Entries from an annotation dataset:
◇ ◇ ◇ ◇
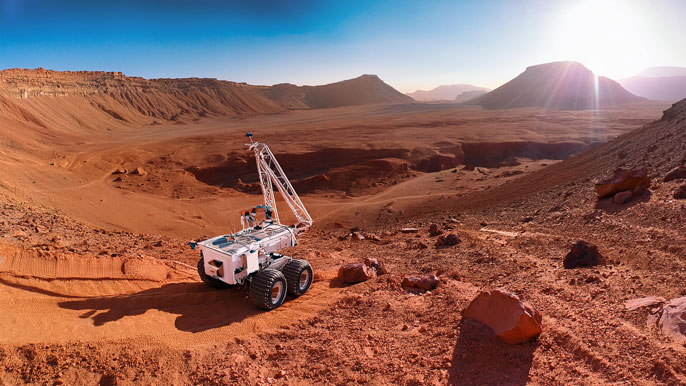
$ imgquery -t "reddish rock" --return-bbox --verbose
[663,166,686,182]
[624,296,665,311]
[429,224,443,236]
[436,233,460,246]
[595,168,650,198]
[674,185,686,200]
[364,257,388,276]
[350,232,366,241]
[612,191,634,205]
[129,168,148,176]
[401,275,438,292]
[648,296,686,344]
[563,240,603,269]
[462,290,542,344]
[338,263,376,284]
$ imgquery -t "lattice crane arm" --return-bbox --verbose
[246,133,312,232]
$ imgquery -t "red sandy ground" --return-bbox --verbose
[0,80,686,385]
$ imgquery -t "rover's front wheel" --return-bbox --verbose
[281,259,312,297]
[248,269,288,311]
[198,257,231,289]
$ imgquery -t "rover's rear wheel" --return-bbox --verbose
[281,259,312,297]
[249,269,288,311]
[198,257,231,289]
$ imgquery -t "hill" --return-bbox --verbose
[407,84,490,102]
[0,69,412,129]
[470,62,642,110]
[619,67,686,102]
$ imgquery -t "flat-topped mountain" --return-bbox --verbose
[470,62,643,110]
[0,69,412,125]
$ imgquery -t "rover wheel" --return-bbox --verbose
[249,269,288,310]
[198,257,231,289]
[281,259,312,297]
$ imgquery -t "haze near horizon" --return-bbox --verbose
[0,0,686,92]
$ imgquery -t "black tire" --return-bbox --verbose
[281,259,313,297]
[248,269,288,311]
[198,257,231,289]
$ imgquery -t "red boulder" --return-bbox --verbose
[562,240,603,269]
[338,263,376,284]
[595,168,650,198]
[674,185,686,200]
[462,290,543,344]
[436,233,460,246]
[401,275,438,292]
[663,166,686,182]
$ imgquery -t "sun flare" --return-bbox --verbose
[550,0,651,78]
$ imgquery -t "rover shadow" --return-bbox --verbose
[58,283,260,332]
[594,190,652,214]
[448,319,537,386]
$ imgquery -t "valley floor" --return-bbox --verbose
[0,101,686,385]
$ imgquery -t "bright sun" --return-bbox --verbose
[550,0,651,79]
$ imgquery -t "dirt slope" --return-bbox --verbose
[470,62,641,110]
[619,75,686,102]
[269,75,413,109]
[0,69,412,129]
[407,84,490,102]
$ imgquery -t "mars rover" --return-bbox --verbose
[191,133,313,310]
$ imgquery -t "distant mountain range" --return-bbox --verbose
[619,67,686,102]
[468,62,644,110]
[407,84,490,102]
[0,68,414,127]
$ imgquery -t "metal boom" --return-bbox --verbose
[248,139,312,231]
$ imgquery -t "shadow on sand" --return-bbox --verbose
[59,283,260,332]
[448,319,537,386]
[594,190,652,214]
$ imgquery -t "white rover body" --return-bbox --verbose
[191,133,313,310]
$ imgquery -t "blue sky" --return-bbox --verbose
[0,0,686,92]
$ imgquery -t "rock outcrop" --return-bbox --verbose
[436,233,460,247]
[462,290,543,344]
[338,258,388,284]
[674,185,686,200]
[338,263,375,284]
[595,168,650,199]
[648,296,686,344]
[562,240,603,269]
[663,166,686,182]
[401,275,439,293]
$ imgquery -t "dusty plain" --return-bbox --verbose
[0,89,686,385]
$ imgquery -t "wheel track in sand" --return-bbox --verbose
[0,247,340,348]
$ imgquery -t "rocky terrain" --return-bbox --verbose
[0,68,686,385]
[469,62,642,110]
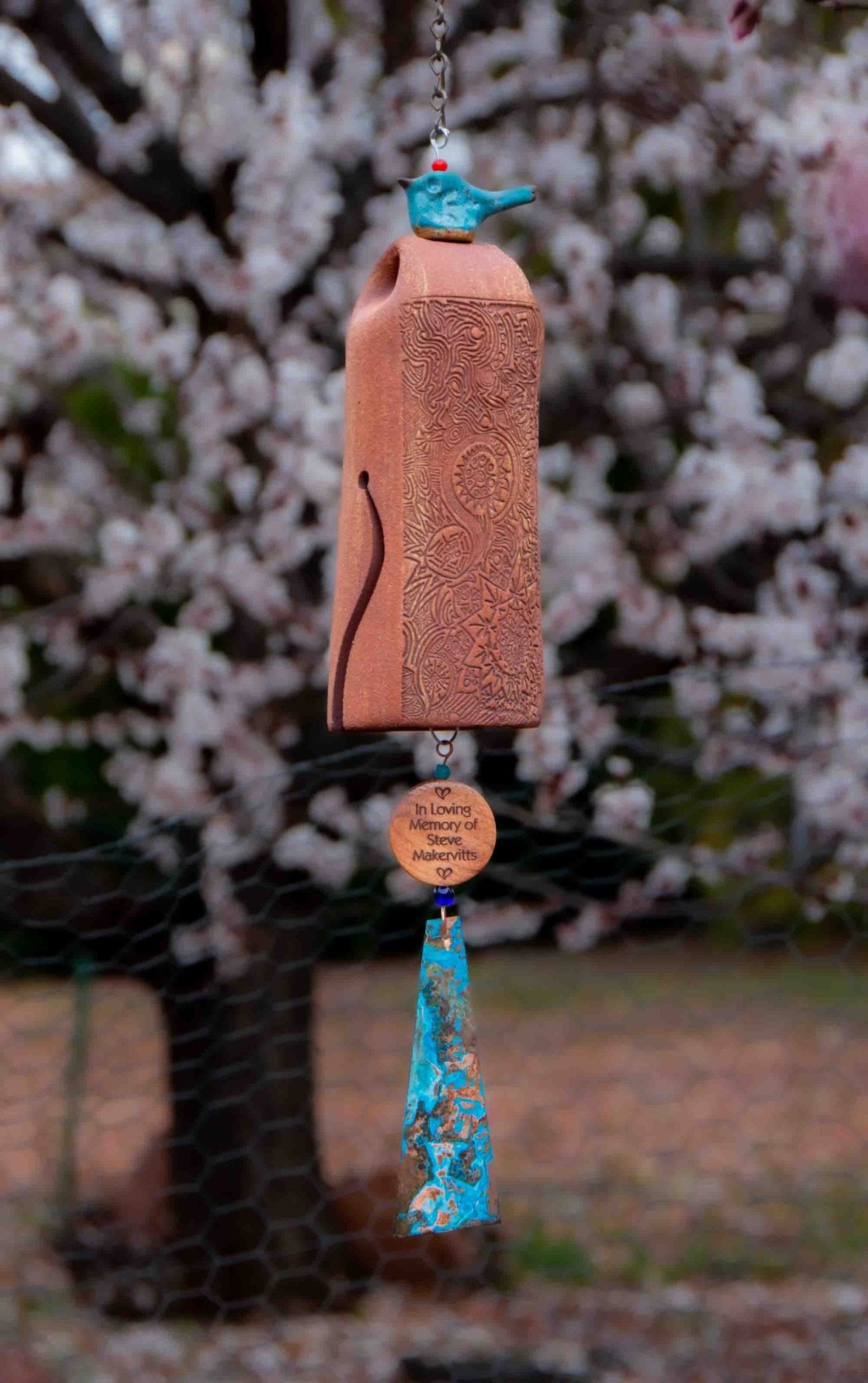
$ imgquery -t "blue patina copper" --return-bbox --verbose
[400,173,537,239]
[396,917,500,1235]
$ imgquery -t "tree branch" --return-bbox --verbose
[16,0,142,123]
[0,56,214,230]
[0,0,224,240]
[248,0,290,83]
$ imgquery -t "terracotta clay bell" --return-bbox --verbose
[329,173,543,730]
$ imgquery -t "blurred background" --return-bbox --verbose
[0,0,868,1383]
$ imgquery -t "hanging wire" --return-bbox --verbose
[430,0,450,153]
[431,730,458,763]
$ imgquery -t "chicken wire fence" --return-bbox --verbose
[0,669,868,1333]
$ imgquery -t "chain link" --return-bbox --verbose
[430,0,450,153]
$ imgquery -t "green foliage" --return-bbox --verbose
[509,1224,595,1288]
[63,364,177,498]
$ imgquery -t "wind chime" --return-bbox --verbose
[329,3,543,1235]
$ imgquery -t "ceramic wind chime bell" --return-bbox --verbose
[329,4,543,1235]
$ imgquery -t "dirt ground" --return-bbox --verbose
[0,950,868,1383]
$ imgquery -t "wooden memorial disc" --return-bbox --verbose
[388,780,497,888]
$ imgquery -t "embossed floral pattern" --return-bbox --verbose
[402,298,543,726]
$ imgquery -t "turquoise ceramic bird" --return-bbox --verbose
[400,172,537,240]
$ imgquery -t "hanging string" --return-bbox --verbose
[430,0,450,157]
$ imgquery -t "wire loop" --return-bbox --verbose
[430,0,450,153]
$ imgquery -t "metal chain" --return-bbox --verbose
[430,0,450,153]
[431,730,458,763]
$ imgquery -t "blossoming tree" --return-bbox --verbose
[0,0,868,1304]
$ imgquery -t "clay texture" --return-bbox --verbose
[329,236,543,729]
◇ ◇ ◇ ◇
▸ **Directions**
Swap "--verbose" for "--quiet" everywhere in the records and write them out again with nothing else altered. Leave the pictures out of your answer.

▸ **Worked answer**
$ imgquery -t "reddish rock" --return-bbox --quiet
[663,166,686,182]
[624,296,665,311]
[429,224,443,236]
[436,233,460,246]
[595,168,650,198]
[674,185,686,200]
[364,257,388,276]
[350,232,366,241]
[612,191,634,205]
[129,168,148,176]
[401,275,438,292]
[648,296,686,344]
[563,240,603,269]
[462,290,542,344]
[338,263,376,284]
$ imgquery -t "lattice crane arm" --return-bbox --quiet
[246,133,312,232]
$ imgquery -t "red sandy ground" --return-bbox --quiet
[0,80,686,385]
$ imgquery -t "rover's front wheel" --return-bbox --quiet
[281,259,312,297]
[248,269,288,311]
[198,257,231,289]
$ imgquery -t "rover's rear wheel" --return-bbox --quiet
[281,259,312,297]
[249,269,288,311]
[198,257,231,289]
$ imgquery -t "hill" --return-bbox --quiet
[407,84,490,102]
[0,69,412,129]
[470,62,642,110]
[619,67,686,102]
$ imgquery -t "flat-topped mountain" --return-bbox --quiet
[470,62,643,110]
[0,69,412,125]
$ imgquery -t "rover wheel" --return-bbox --quiet
[249,269,288,310]
[198,257,231,289]
[281,259,312,297]
$ imgquery -t "haze near horizon" --return-bbox --quiet
[0,0,686,92]
$ imgquery -t "black tire" --return-bbox --quiet
[281,259,313,297]
[248,269,288,311]
[198,257,231,289]
$ imgquery -t "red boulder" --return-bbox --quiet
[562,240,603,269]
[338,263,376,284]
[595,168,650,198]
[674,185,686,200]
[462,290,543,344]
[436,233,460,246]
[401,275,438,292]
[663,166,686,182]
$ imgquery -t "sun flare" --return-bbox --quiet
[550,0,651,78]
$ imgquery -t "rover shadow" --return-bbox --quiet
[58,283,260,332]
[594,190,652,214]
[448,319,537,386]
$ imgquery -t "valley floor" --return-bbox --quiet
[0,101,686,385]
$ imgquery -t "bright sun" --return-bbox --quiet
[550,0,651,79]
$ imgquery -t "dirt slope" --return-bbox --quiet
[470,62,641,110]
[619,75,686,102]
[269,75,413,109]
[0,69,412,129]
[407,84,490,102]
$ imgquery -t "mars rover" --return-bbox --quiet
[191,133,313,310]
$ imgquery -t "distant mountain range" --return-bbox --quiet
[619,67,686,102]
[468,62,644,110]
[407,84,490,102]
[0,68,414,127]
$ imgquery -t "metal boom" --return-bbox --quiet
[248,139,312,231]
$ imgquery -t "shadow on sand" --return-bbox --quiet
[59,283,260,332]
[448,319,537,386]
[594,190,652,214]
$ imgquery -t "white rover body" --return-bbox --quiet
[191,133,313,310]
$ imgquery -t "blue sky" --return-bbox --quiet
[0,0,686,92]
$ imgquery -t "rock outcrop" --return-bbox --quiet
[436,233,460,247]
[462,290,543,344]
[338,258,388,284]
[674,185,686,200]
[338,263,375,284]
[595,168,650,199]
[648,296,686,344]
[562,240,603,269]
[663,166,686,182]
[401,275,439,293]
$ imgquery -t "dusty plain" --return-bbox --quiet
[0,89,686,385]
$ imgquery -t "wheel track in sand" --return-bbox --quiet
[0,247,340,348]
$ imgquery -t "rocky terrain" --return-bbox --quiet
[0,68,686,385]
[469,62,642,110]
$ imgquery -t "blue patina copper" --return-bbox --quiet
[400,173,537,239]
[396,917,500,1235]
$ imgquery -t "tree branch" --return-bbox --quiet
[16,0,142,123]
[0,56,214,230]
[0,0,224,240]
[248,0,290,83]
$ imgquery -t "terracotta clay bell" --return-bbox --quiet
[329,173,543,730]
$ imgquery -t "blurred background" --return-bbox --quiet
[0,0,868,1383]
$ imgquery -t "hanging wire" --return-bbox --quiet
[430,0,450,153]
[431,730,458,763]
$ imgquery -t "chicken wire fence" --return-bbox --quiet
[0,669,868,1333]
$ imgquery -t "chain link" --return-bbox --quiet
[430,0,450,153]
$ imgquery -t "green foliage" --return-bbox --quiet
[509,1224,595,1288]
[63,364,177,498]
$ imgquery -t "wind chime" --return-bbox --quiet
[329,3,543,1235]
$ imgquery -t "ceramic wind chime bell" --return-bbox --quiet
[329,4,543,1235]
$ imgquery -t "dirt ground" --return-bbox --quiet
[0,950,868,1383]
$ imgquery -t "wooden memorial disc" --return-bbox --quiet
[388,780,497,888]
$ imgquery -t "embossed floral pattern" --return-bbox --quiet
[402,298,543,726]
$ imgquery -t "turquoise ceramic bird" --return-bbox --quiet
[400,172,537,240]
$ imgquery -t "hanging string" --return-bbox --quiet
[430,0,450,157]
$ imgquery -t "wire loop" --return-bbox --quiet
[430,0,450,153]
$ imgquery -t "metal chain" --return-bbox --quiet
[430,0,450,153]
[431,730,458,763]
$ imgquery -t "blossoming tree" --return-bbox --quiet
[0,0,868,1304]
$ imgquery -t "clay texture" --return-bbox --quiet
[329,236,543,729]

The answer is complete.